- **Task prompt**
From the items below, reproduce word for word every line starting at the one that contains "REQUEST: distant shoreline" and ending with the one that contains "[143,60,240,77]", including both.

- **Image region labeling entries**
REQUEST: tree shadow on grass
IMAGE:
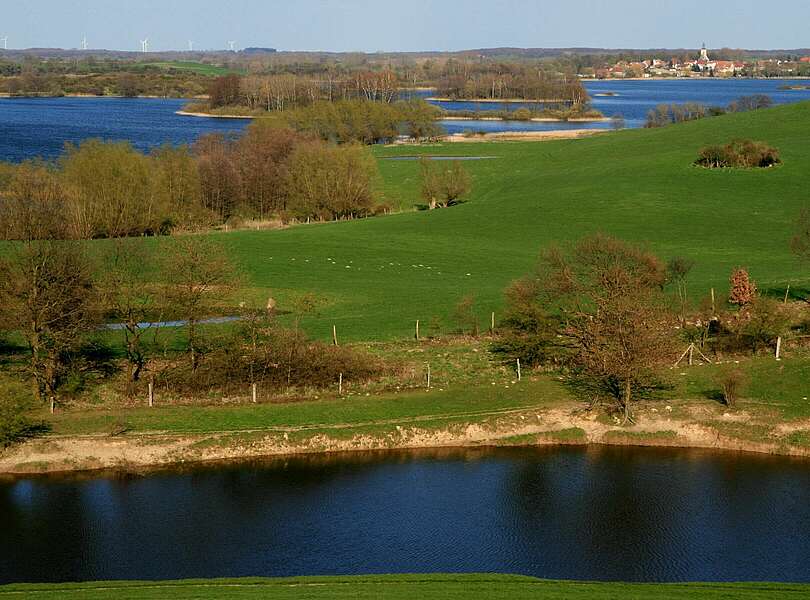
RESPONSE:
[700,388,726,406]
[0,415,51,450]
[762,285,810,302]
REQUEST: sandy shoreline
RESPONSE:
[442,129,609,143]
[0,404,810,477]
[439,116,611,123]
[425,96,567,104]
[174,110,261,119]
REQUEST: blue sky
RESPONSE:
[0,0,810,52]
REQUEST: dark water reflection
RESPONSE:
[0,448,810,582]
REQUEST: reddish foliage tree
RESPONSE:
[728,268,757,306]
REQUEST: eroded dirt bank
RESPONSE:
[0,406,810,475]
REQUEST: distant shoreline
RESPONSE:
[174,110,262,119]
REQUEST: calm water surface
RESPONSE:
[0,448,810,582]
[0,98,247,162]
[419,78,810,133]
[0,79,810,162]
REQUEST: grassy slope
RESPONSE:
[0,575,810,600]
[216,103,810,339]
[143,60,240,77]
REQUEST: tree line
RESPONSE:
[0,124,378,240]
[644,94,773,128]
[436,60,589,106]
[493,223,810,423]
[0,227,388,447]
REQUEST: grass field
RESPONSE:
[207,103,810,340]
[0,575,810,600]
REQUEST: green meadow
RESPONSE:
[216,103,810,340]
[0,575,810,600]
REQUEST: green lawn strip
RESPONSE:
[216,103,810,340]
[64,102,810,342]
[672,351,810,421]
[52,378,569,435]
[0,575,810,600]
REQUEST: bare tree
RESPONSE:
[162,236,238,371]
[99,238,162,396]
[0,239,96,400]
[539,234,672,423]
[419,157,472,210]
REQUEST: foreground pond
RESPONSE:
[0,448,810,582]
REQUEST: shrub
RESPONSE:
[728,94,773,112]
[510,108,532,121]
[695,140,782,169]
[161,316,387,393]
[0,397,47,450]
[728,268,757,306]
[716,367,748,407]
[419,157,472,209]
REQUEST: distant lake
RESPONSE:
[418,78,810,133]
[0,98,248,162]
[0,79,810,162]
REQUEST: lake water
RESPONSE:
[0,448,810,583]
[0,79,810,162]
[0,98,247,162]
[419,78,810,133]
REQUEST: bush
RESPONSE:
[728,94,773,112]
[0,397,47,449]
[716,367,748,407]
[419,156,472,210]
[695,140,782,169]
[510,108,532,121]
[160,315,388,393]
[728,268,757,306]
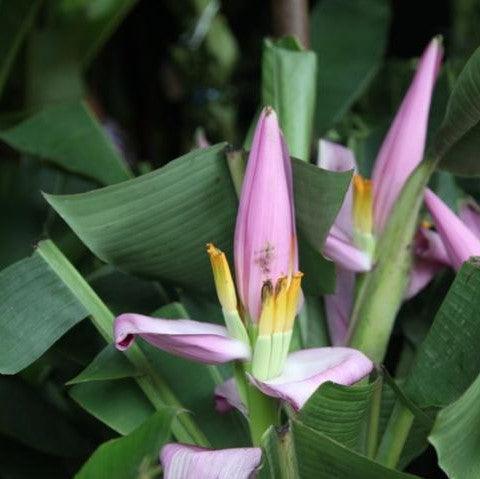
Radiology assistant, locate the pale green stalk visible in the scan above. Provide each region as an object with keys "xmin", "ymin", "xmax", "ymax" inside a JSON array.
[{"xmin": 37, "ymin": 240, "xmax": 208, "ymax": 446}]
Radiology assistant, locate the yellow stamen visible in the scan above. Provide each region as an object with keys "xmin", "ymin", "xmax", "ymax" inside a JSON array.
[
  {"xmin": 353, "ymin": 174, "xmax": 373, "ymax": 235},
  {"xmin": 207, "ymin": 243, "xmax": 237, "ymax": 311},
  {"xmin": 420, "ymin": 220, "xmax": 433, "ymax": 230},
  {"xmin": 283, "ymin": 272, "xmax": 303, "ymax": 333},
  {"xmin": 273, "ymin": 276, "xmax": 288, "ymax": 333},
  {"xmin": 258, "ymin": 281, "xmax": 275, "ymax": 336}
]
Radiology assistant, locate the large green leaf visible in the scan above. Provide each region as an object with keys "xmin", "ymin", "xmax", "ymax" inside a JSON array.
[
  {"xmin": 0, "ymin": 244, "xmax": 88, "ymax": 374},
  {"xmin": 140, "ymin": 303, "xmax": 249, "ymax": 448},
  {"xmin": 0, "ymin": 103, "xmax": 132, "ymax": 184},
  {"xmin": 0, "ymin": 240, "xmax": 208, "ymax": 445},
  {"xmin": 52, "ymin": 0, "xmax": 137, "ymax": 68},
  {"xmin": 0, "ymin": 377, "xmax": 89, "ymax": 457},
  {"xmin": 67, "ymin": 344, "xmax": 139, "ymax": 385},
  {"xmin": 298, "ymin": 382, "xmax": 376, "ymax": 450},
  {"xmin": 262, "ymin": 38, "xmax": 317, "ymax": 161},
  {"xmin": 47, "ymin": 144, "xmax": 237, "ymax": 291},
  {"xmin": 0, "ymin": 0, "xmax": 43, "ymax": 97},
  {"xmin": 429, "ymin": 376, "xmax": 480, "ymax": 479},
  {"xmin": 26, "ymin": 0, "xmax": 135, "ymax": 107},
  {"xmin": 69, "ymin": 378, "xmax": 155, "ymax": 434},
  {"xmin": 405, "ymin": 260, "xmax": 480, "ymax": 407},
  {"xmin": 75, "ymin": 408, "xmax": 176, "ymax": 479},
  {"xmin": 432, "ymin": 44, "xmax": 480, "ymax": 176},
  {"xmin": 310, "ymin": 0, "xmax": 390, "ymax": 136},
  {"xmin": 292, "ymin": 421, "xmax": 417, "ymax": 479},
  {"xmin": 46, "ymin": 144, "xmax": 350, "ymax": 292}
]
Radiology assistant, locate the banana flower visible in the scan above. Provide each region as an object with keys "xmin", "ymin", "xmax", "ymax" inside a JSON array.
[
  {"xmin": 114, "ymin": 108, "xmax": 373, "ymax": 409},
  {"xmin": 317, "ymin": 38, "xmax": 443, "ymax": 345},
  {"xmin": 160, "ymin": 443, "xmax": 262, "ymax": 479},
  {"xmin": 425, "ymin": 189, "xmax": 480, "ymax": 270}
]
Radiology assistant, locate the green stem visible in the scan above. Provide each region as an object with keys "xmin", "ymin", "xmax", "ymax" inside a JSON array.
[
  {"xmin": 367, "ymin": 378, "xmax": 383, "ymax": 459},
  {"xmin": 37, "ymin": 240, "xmax": 208, "ymax": 446},
  {"xmin": 349, "ymin": 161, "xmax": 434, "ymax": 363},
  {"xmin": 376, "ymin": 401, "xmax": 414, "ymax": 468},
  {"xmin": 247, "ymin": 384, "xmax": 278, "ymax": 446}
]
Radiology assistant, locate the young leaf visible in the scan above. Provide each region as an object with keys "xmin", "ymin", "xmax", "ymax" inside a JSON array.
[
  {"xmin": 0, "ymin": 377, "xmax": 89, "ymax": 457},
  {"xmin": 262, "ymin": 38, "xmax": 317, "ymax": 161},
  {"xmin": 405, "ymin": 260, "xmax": 480, "ymax": 407},
  {"xmin": 292, "ymin": 421, "xmax": 417, "ymax": 479},
  {"xmin": 67, "ymin": 344, "xmax": 140, "ymax": 385},
  {"xmin": 298, "ymin": 380, "xmax": 378, "ymax": 452},
  {"xmin": 69, "ymin": 378, "xmax": 155, "ymax": 434},
  {"xmin": 431, "ymin": 47, "xmax": 480, "ymax": 176},
  {"xmin": 0, "ymin": 251, "xmax": 88, "ymax": 374},
  {"xmin": 75, "ymin": 408, "xmax": 176, "ymax": 479},
  {"xmin": 310, "ymin": 0, "xmax": 390, "ymax": 136},
  {"xmin": 46, "ymin": 144, "xmax": 350, "ymax": 292}
]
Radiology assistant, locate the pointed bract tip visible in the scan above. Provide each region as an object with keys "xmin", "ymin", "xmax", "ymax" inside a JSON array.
[{"xmin": 263, "ymin": 105, "xmax": 277, "ymax": 116}]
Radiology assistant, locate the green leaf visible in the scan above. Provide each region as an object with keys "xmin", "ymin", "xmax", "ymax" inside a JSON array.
[
  {"xmin": 46, "ymin": 144, "xmax": 237, "ymax": 291},
  {"xmin": 0, "ymin": 103, "xmax": 132, "ymax": 184},
  {"xmin": 0, "ymin": 244, "xmax": 88, "ymax": 374},
  {"xmin": 295, "ymin": 292, "xmax": 333, "ymax": 349},
  {"xmin": 432, "ymin": 48, "xmax": 480, "ymax": 176},
  {"xmin": 310, "ymin": 0, "xmax": 390, "ymax": 136},
  {"xmin": 75, "ymin": 408, "xmax": 176, "ymax": 479},
  {"xmin": 262, "ymin": 38, "xmax": 317, "ymax": 161},
  {"xmin": 46, "ymin": 144, "xmax": 350, "ymax": 292},
  {"xmin": 0, "ymin": 240, "xmax": 208, "ymax": 445},
  {"xmin": 405, "ymin": 260, "xmax": 480, "ymax": 408},
  {"xmin": 0, "ymin": 377, "xmax": 89, "ymax": 457},
  {"xmin": 67, "ymin": 344, "xmax": 140, "ymax": 385},
  {"xmin": 292, "ymin": 421, "xmax": 417, "ymax": 479},
  {"xmin": 293, "ymin": 160, "xmax": 352, "ymax": 258},
  {"xmin": 69, "ymin": 379, "xmax": 155, "ymax": 434},
  {"xmin": 0, "ymin": 0, "xmax": 43, "ymax": 97},
  {"xmin": 429, "ymin": 376, "xmax": 480, "ymax": 479},
  {"xmin": 298, "ymin": 380, "xmax": 378, "ymax": 452}
]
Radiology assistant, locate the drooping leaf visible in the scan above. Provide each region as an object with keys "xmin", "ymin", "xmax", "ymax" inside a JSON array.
[
  {"xmin": 67, "ymin": 344, "xmax": 140, "ymax": 385},
  {"xmin": 262, "ymin": 37, "xmax": 317, "ymax": 161},
  {"xmin": 0, "ymin": 103, "xmax": 132, "ymax": 184},
  {"xmin": 0, "ymin": 244, "xmax": 208, "ymax": 445},
  {"xmin": 69, "ymin": 379, "xmax": 155, "ymax": 434},
  {"xmin": 0, "ymin": 377, "xmax": 89, "ymax": 457},
  {"xmin": 293, "ymin": 160, "xmax": 352, "ymax": 252},
  {"xmin": 310, "ymin": 0, "xmax": 390, "ymax": 136},
  {"xmin": 432, "ymin": 44, "xmax": 480, "ymax": 176},
  {"xmin": 405, "ymin": 259, "xmax": 480, "ymax": 407},
  {"xmin": 75, "ymin": 408, "xmax": 176, "ymax": 479},
  {"xmin": 292, "ymin": 421, "xmax": 417, "ymax": 479},
  {"xmin": 298, "ymin": 380, "xmax": 378, "ymax": 452},
  {"xmin": 428, "ymin": 376, "xmax": 480, "ymax": 479},
  {"xmin": 46, "ymin": 144, "xmax": 350, "ymax": 292},
  {"xmin": 0, "ymin": 0, "xmax": 43, "ymax": 97}
]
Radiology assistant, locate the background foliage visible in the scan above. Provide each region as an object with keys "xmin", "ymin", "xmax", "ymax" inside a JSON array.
[{"xmin": 0, "ymin": 0, "xmax": 480, "ymax": 479}]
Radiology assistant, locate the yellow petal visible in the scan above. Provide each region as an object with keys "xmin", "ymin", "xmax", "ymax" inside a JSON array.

- **Right answer**
REQUEST: distant shoreline
RESPONSE:
[174,110,262,119]
REQUEST: calm water surface
RESPONSE:
[0,448,810,582]
[0,98,247,162]
[419,78,810,133]
[0,79,810,162]
REQUEST: grassy slope
RESPONSE:
[0,575,810,600]
[216,103,810,339]
[143,60,240,77]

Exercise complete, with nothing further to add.